ARBEITSAUFTRAG: Nenne alle Vorschriften des OWiG, die im ersten Satz des Leitsatzes im Textausschnitt angeführt werden, jeweils mit Absatz, falls einer angegeben ist.

TEXTAUSSCHNITT:
--

Entscheidungsstichwort (Thema)
Nichtbescheidung eines als Entbindungsantrag auszulegenden Gesuchs auf Entscheidung im Beschlussverfahren
Leitsatz (amtlich)
Der für eine Entbindung notwendige Antrag des Betroffenen, ihn gemäß § 73 II OWiG von der Erscheinenspflicht in der Hauptverhandlung nach § 73 I OWiG zu entbinden, kann in einer Anregung des Betroffenen auf Entscheidung im (schriftlichen) Beschlussverfahren nach § 72 OWiG mitenthalten sein. Ein solches weiteres, im Einzelfall im Wege der Auslegung festzustellendes Begehren sollte bei einem verteidigten Betroffenen allerdings regelmäßig eindeutig formuliert sein, was erst recht dann gilt, wenn gerichtlich ausdrücklich um eine klarstellende Erklärung gebeten worden war (u.a. Anschluss an OLG Stuttgart Justiz 2013, 357; OLG Rostock, Beschluss vom 27.04.2011 - 2 Ss [OWi] 50/11 [bei [...]] und BayObLGSt 1998, 179 = NZV 1999, 139 = OLGSt OWiG § 74 Nr. 12).

--

MATERIALAUSZUG:
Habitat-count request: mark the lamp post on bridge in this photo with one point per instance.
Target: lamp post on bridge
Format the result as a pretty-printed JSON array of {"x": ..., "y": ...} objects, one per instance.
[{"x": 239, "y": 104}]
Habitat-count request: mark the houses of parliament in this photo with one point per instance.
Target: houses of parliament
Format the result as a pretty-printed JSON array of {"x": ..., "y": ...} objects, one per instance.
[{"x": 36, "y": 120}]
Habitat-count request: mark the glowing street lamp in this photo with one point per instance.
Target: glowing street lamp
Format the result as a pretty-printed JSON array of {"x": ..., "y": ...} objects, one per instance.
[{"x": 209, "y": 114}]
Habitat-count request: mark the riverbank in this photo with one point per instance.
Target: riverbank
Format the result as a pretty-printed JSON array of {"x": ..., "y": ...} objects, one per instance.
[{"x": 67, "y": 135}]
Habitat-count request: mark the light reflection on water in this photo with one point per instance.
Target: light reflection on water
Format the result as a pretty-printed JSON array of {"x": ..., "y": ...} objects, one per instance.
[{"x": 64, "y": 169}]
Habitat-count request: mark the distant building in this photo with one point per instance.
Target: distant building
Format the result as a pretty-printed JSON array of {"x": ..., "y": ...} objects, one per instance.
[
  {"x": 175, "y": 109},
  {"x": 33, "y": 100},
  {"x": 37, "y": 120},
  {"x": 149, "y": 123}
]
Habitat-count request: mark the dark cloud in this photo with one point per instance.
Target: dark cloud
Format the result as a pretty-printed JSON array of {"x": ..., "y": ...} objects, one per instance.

--

GELÖSTE AUFGABE:
- § 73 II OWiG
- § 73 I OWiG
- § 72 OWiG